Exercise aim
Reproduce every line of the records below without changing anything.

─── Records to process

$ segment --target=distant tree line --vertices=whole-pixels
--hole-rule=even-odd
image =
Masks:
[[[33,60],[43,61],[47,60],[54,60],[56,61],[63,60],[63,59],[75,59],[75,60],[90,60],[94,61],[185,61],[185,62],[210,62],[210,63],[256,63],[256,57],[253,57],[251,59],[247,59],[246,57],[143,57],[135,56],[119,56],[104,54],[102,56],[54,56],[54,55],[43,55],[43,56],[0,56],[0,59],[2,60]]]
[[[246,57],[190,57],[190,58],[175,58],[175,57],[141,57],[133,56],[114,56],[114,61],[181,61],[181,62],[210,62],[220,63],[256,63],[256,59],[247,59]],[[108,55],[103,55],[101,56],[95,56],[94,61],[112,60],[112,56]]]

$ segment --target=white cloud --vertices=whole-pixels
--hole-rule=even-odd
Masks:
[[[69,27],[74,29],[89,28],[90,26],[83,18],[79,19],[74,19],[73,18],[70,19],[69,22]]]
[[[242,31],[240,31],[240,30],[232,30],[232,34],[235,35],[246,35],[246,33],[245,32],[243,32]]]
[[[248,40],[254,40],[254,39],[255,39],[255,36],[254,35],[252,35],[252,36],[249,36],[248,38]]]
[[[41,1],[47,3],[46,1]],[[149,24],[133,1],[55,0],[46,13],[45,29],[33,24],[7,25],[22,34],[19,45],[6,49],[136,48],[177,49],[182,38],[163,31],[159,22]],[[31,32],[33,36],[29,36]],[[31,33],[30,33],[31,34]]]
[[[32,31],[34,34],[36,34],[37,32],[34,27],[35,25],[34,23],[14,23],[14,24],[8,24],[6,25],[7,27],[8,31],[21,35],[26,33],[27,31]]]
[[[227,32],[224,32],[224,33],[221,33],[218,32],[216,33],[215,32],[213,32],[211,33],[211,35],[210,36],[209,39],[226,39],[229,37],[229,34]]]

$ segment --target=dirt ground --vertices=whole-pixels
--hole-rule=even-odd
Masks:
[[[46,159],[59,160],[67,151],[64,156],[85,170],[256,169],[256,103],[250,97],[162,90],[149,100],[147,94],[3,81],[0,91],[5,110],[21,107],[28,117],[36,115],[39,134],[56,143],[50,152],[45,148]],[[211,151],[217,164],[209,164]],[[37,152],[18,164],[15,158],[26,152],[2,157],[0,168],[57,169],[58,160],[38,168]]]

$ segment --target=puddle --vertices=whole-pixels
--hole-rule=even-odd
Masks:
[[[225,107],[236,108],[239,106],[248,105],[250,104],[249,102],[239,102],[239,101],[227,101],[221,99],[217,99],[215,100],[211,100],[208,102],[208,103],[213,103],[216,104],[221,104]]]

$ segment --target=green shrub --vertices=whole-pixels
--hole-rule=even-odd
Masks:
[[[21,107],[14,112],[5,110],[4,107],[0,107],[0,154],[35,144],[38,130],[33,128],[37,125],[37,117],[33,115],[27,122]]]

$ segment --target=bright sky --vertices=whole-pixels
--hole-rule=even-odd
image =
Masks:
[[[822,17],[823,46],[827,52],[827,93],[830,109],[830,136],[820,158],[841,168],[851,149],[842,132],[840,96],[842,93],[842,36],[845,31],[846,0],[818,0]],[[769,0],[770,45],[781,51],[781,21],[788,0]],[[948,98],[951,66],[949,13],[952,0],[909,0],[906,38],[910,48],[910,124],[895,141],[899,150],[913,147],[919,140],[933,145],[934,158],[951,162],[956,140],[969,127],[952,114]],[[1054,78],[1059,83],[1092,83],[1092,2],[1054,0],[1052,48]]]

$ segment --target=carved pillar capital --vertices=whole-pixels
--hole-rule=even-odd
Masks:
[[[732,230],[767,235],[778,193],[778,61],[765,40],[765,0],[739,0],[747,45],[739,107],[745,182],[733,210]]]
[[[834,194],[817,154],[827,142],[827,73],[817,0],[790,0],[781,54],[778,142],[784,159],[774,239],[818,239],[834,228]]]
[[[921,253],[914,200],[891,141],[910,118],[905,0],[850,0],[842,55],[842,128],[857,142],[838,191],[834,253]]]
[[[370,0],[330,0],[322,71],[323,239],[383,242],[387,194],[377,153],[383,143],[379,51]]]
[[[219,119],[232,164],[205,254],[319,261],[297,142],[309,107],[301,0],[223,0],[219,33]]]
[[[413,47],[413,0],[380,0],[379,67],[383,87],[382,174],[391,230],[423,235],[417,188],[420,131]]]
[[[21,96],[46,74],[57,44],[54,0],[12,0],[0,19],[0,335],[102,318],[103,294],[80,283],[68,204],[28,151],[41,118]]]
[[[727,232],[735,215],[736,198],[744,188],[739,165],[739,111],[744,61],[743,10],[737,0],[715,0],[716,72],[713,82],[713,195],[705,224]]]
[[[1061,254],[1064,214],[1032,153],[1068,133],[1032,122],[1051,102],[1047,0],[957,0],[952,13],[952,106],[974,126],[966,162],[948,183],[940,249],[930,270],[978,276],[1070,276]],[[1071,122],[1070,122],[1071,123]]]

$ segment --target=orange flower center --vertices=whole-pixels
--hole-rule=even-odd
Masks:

──────

Finished exercise
$ segment --target=distant tree line --vertices=whole-pixels
--hole-rule=even-odd
image =
Masks:
[[[33,60],[43,61],[47,60],[54,60],[56,61],[63,60],[63,59],[75,59],[75,60],[90,60],[94,61],[185,61],[185,62],[210,62],[210,63],[256,63],[256,57],[253,57],[251,59],[247,59],[246,57],[143,57],[135,56],[119,56],[104,54],[102,56],[54,56],[54,55],[43,55],[43,56],[0,56],[0,59],[2,60]]]
[[[246,57],[190,57],[190,58],[175,58],[175,57],[141,57],[133,56],[114,56],[114,61],[181,61],[181,62],[210,62],[220,63],[256,63],[256,59],[247,59]],[[108,55],[103,55],[101,56],[95,56],[94,61],[112,60],[112,56]]]

$ segment --target=white cloud --vertices=whole-pixels
--hole-rule=even-odd
Masks:
[[[69,27],[74,29],[89,28],[90,26],[83,18],[79,19],[74,19],[73,18],[70,19],[69,22]]]
[[[242,31],[240,31],[240,30],[232,30],[232,34],[235,35],[246,35],[246,33],[245,32],[243,32]]]
[[[248,40],[254,40],[254,39],[255,39],[255,36],[254,35],[252,35],[252,36],[249,36],[248,38]]]
[[[41,1],[47,3],[46,1]],[[149,24],[133,1],[55,0],[46,13],[45,29],[33,24],[7,25],[22,34],[19,45],[6,49],[136,48],[177,49],[182,38],[163,31],[159,22]],[[31,32],[33,36],[29,36]],[[31,33],[30,33],[31,34]]]
[[[32,31],[34,34],[36,34],[37,32],[34,27],[35,25],[34,23],[14,23],[14,24],[8,24],[6,25],[7,27],[8,31],[21,35],[26,33],[27,31]]]
[[[227,32],[224,32],[224,33],[221,33],[218,32],[216,33],[215,32],[213,32],[211,33],[211,35],[210,36],[209,39],[226,39],[229,37],[229,34]]]

$ segment --target=dirt ground --vertices=whole-pixels
--hole-rule=even-odd
Masks:
[[[46,159],[59,160],[67,151],[64,156],[85,170],[256,169],[256,103],[250,97],[162,90],[149,100],[147,94],[3,81],[0,91],[5,110],[21,107],[28,117],[36,115],[39,134],[56,143],[50,152],[45,148]],[[211,151],[217,164],[209,164]],[[37,152],[18,164],[15,158],[26,152],[2,157],[0,168],[57,169],[58,160],[38,168]]]

$ segment --target=puddle --vertices=whole-pixels
--hole-rule=even-odd
Masks:
[[[225,107],[236,108],[239,106],[248,105],[250,104],[249,102],[239,102],[239,101],[227,101],[221,99],[217,99],[215,100],[211,100],[208,102],[208,103],[213,103],[216,104],[221,104]]]

$ segment --target=green shrub --vertices=whole-pixels
--hole-rule=even-odd
Masks:
[[[21,107],[14,112],[5,110],[4,107],[0,107],[0,154],[35,144],[38,130],[33,128],[37,125],[37,117],[33,115],[27,122]]]

$ segment --target=bright sky --vertices=whole-pixels
--hole-rule=even-odd
image =
Masks:
[[[822,17],[823,46],[827,52],[827,93],[830,109],[830,136],[820,158],[841,168],[851,149],[842,132],[840,96],[842,93],[842,36],[845,31],[846,0],[818,0]],[[769,0],[770,45],[781,51],[781,21],[788,0]],[[948,98],[951,66],[949,13],[952,0],[909,0],[906,38],[910,48],[910,124],[895,141],[899,150],[913,147],[919,140],[933,145],[934,158],[951,162],[956,140],[969,127],[952,114]],[[1054,78],[1059,83],[1092,83],[1092,2],[1054,0],[1052,48]]]

$ segment --target=carved pillar capital --vertices=whole-pixels
--hole-rule=even-odd
Masks:
[[[732,230],[767,235],[778,193],[778,61],[765,40],[765,0],[739,0],[747,45],[739,107],[745,182],[733,210]]]
[[[834,194],[817,154],[827,142],[827,73],[817,0],[790,0],[781,54],[778,142],[784,159],[774,239],[818,239],[834,228]]]
[[[921,253],[914,200],[891,141],[910,118],[905,0],[850,0],[842,55],[842,128],[857,142],[838,191],[834,253]]]
[[[370,0],[330,0],[322,71],[323,239],[383,242],[387,194],[377,153],[383,143],[379,51]]]
[[[219,119],[232,164],[205,254],[319,261],[297,142],[309,107],[301,0],[223,0],[219,33]]]
[[[413,47],[413,0],[380,0],[379,67],[383,87],[382,174],[391,230],[423,235],[417,188],[420,131]]]
[[[21,96],[46,74],[57,44],[54,0],[12,0],[0,19],[0,335],[102,318],[103,294],[80,283],[68,204],[28,151],[41,118]]]
[[[727,232],[735,215],[736,198],[744,188],[739,165],[739,111],[744,61],[743,10],[737,0],[715,0],[716,72],[713,82],[713,195],[705,224]]]
[[[1061,254],[1064,214],[1032,153],[1068,133],[1032,122],[1051,102],[1047,0],[957,0],[952,13],[952,106],[974,126],[966,162],[948,183],[940,249],[930,270],[978,276],[1070,276]],[[1071,122],[1070,122],[1071,123]]]

$ segment --target=orange flower center --vertices=whole-pixels
--hole-rule=even-odd
Masks:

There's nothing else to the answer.